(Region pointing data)

* * * * * * *

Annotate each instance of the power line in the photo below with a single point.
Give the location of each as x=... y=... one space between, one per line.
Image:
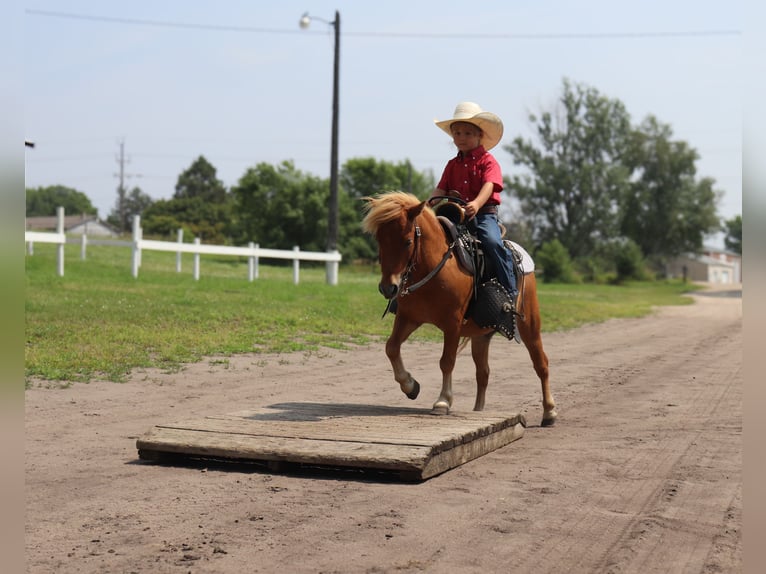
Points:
x=415 y=35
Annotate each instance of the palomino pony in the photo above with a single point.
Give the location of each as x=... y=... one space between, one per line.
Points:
x=419 y=268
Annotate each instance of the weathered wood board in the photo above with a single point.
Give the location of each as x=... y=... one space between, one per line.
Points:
x=410 y=443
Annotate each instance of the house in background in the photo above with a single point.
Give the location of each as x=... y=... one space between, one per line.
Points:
x=88 y=225
x=712 y=265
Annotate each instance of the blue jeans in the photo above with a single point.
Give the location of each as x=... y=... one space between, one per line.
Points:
x=498 y=258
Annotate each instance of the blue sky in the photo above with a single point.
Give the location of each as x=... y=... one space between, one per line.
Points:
x=239 y=82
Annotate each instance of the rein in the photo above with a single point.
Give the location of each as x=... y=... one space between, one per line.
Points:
x=411 y=265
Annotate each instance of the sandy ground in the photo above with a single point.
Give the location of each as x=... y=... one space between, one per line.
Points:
x=641 y=473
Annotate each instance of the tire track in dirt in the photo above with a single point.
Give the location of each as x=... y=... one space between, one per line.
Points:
x=636 y=520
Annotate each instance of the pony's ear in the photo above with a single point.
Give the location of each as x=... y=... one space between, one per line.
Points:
x=415 y=210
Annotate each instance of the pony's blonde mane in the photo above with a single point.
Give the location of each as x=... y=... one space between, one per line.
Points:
x=385 y=207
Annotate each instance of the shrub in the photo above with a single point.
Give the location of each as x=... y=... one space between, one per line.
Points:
x=555 y=262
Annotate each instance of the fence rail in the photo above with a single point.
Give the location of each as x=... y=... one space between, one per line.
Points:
x=253 y=251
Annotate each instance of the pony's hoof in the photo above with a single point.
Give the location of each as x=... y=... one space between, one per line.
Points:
x=440 y=409
x=413 y=394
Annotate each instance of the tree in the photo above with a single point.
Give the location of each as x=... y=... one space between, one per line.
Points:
x=362 y=177
x=280 y=207
x=666 y=210
x=133 y=203
x=43 y=201
x=733 y=238
x=199 y=180
x=576 y=177
x=211 y=222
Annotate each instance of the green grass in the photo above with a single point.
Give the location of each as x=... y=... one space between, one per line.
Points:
x=99 y=322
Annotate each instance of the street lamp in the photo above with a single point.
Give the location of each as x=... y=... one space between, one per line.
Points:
x=332 y=226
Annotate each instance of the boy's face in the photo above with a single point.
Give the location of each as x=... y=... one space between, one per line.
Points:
x=466 y=136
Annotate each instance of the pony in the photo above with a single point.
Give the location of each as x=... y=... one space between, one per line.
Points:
x=419 y=269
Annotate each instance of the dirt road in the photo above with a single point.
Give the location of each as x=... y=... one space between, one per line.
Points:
x=641 y=474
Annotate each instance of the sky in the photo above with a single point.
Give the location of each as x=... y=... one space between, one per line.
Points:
x=239 y=82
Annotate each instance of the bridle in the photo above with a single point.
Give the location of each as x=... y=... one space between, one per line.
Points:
x=406 y=290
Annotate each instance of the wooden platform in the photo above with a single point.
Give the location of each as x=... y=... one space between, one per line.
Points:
x=410 y=443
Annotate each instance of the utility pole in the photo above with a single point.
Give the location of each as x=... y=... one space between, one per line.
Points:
x=122 y=208
x=121 y=187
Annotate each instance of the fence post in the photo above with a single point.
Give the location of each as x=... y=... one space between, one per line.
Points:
x=296 y=265
x=196 y=260
x=60 y=248
x=136 y=244
x=250 y=262
x=332 y=270
x=257 y=260
x=178 y=253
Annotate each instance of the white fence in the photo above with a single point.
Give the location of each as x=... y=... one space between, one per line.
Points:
x=253 y=251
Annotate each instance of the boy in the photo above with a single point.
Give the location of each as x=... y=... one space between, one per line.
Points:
x=476 y=176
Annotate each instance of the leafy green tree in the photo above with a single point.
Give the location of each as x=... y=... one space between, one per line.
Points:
x=575 y=174
x=733 y=238
x=133 y=203
x=43 y=201
x=666 y=210
x=199 y=180
x=628 y=260
x=280 y=207
x=362 y=177
x=211 y=222
x=556 y=264
x=200 y=206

* * * * * * *

→ **Instructions to follow**
The copy must reproduce every entry exactly while excluding all pictures.

→ **Exercise output**
Annotate each instance of the power line in the photo below with a single point.
Give the location of each as x=... y=... one space between, one per line.
Image:
Points:
x=415 y=35
Annotate each instance of the palomino pony in the photo above with a single point.
Give the location of each as x=... y=... one space between, one per line.
Points:
x=419 y=268
Annotate each instance of the weathered wood board in the photo above with a single point.
Give the location of each as x=... y=... one space between, one per line.
Points:
x=410 y=443
Annotate each instance of the house in background in the photo above with a single point.
Give the location of each as x=... y=... one space between, one per line.
Points:
x=88 y=225
x=712 y=265
Annotate each instance of the blue jeans in the photo above with a single point.
Give the location of each as x=... y=... one space between, one per line.
Points:
x=498 y=258
Annotate each instance of the blue sky in the photo above with a single point.
Give the location of each as x=... y=... one space between, one per line.
Points:
x=239 y=82
Annotate each instance of the rein in the photo above with a single point.
Give the location of each as x=... y=... one space between, one per line.
Points:
x=411 y=265
Annotate each instance of the sandy ground in the photo above with a single point.
Give the location of each as x=... y=... one space between, one per line.
Points:
x=641 y=473
Annotate each instance of the tire track in dirt in the photo above with a single point.
Give the location of each as x=... y=... one space between, one per line.
Points:
x=636 y=520
Annotate each instance of the pony's ear in the photo above with a single point.
Give the location of each as x=... y=... one space between, one per line.
Points:
x=415 y=210
Annotate each instance of the pony's blonde mane in the photo above with a single point.
Give the location of each as x=... y=... one space between, one per line.
Points:
x=385 y=207
Annotate each instance of the shrub in the photo above with a single point.
Give the location of each as x=... y=... one space between, one per line.
Points:
x=555 y=262
Annotate each instance of the fence rail in the photo above with a single point.
Give the location of each as x=... y=... one space between, one per line.
Points:
x=253 y=251
Annotate each instance of the pony's hoof in the photo above with a single point.
Give the location of each as x=... y=... one space between, one per line.
Points:
x=440 y=409
x=413 y=394
Annotate each instance of the tree in the photo above with a single point.
Give the location of each as x=... y=... one space between, one per line.
Points:
x=362 y=177
x=280 y=207
x=666 y=210
x=133 y=203
x=43 y=201
x=733 y=238
x=199 y=180
x=576 y=177
x=211 y=222
Annotate each instance of the green grass in the photo above with a single point.
Give the location of each as x=... y=... one space between, one per line.
Points:
x=99 y=322
Annotate each instance of the street lamp in the photo above with a single point.
Give the location of each as x=... y=... one space between, one per line.
Points:
x=332 y=226
Annotate each instance of the boy's face in the photo above with a single point.
Give the location of each as x=... y=... one space between, one per line.
Points:
x=466 y=136
Annotate each instance of the pony in the photo above with a single point.
Give the location of each as x=... y=... one space between, one per line.
Points:
x=419 y=269
Annotate each instance of the dirt road in the photo above with a single point.
Give the location of each as x=... y=... one space between, one per line.
Points:
x=641 y=474
Annotate each instance of the sky in the photo above with a single point.
Give the location of each as x=... y=... one space between, one per line.
Points:
x=239 y=82
Annotate each instance of the bridle in the photo above with a single point.
Give the location of each as x=... y=... one space between, one per line.
Points:
x=406 y=290
Annotate each instance of the wooden platform in the photo above with a single point.
Give the location of each as x=... y=... one space between, one per line.
Points:
x=410 y=443
Annotate each instance of the utility pole in the photo above with a single point.
Give the location of each as x=... y=... one space between, one per line.
Points:
x=122 y=208
x=121 y=187
Annotate each instance of the fence post in the photo above with a single point.
Give the location of each as x=... y=... one space between, one per line.
Points:
x=296 y=265
x=196 y=260
x=60 y=248
x=136 y=244
x=250 y=262
x=332 y=270
x=257 y=260
x=178 y=253
Annotate each instance of the white fence in the photo above with a single point.
Give the location of each as x=... y=... one space between, one per line.
Points:
x=253 y=251
Annotate each instance of the boy in the photo above with a single point.
Give the location of each as x=... y=... one space between, one per line.
Points:
x=476 y=176
Annotate each instance of the leafy green tree in the photo above with a single point.
Give the location of each as x=... y=... one space between, one per line.
Points:
x=575 y=174
x=733 y=238
x=133 y=203
x=43 y=201
x=666 y=210
x=199 y=180
x=628 y=260
x=280 y=207
x=362 y=177
x=211 y=222
x=556 y=264
x=200 y=206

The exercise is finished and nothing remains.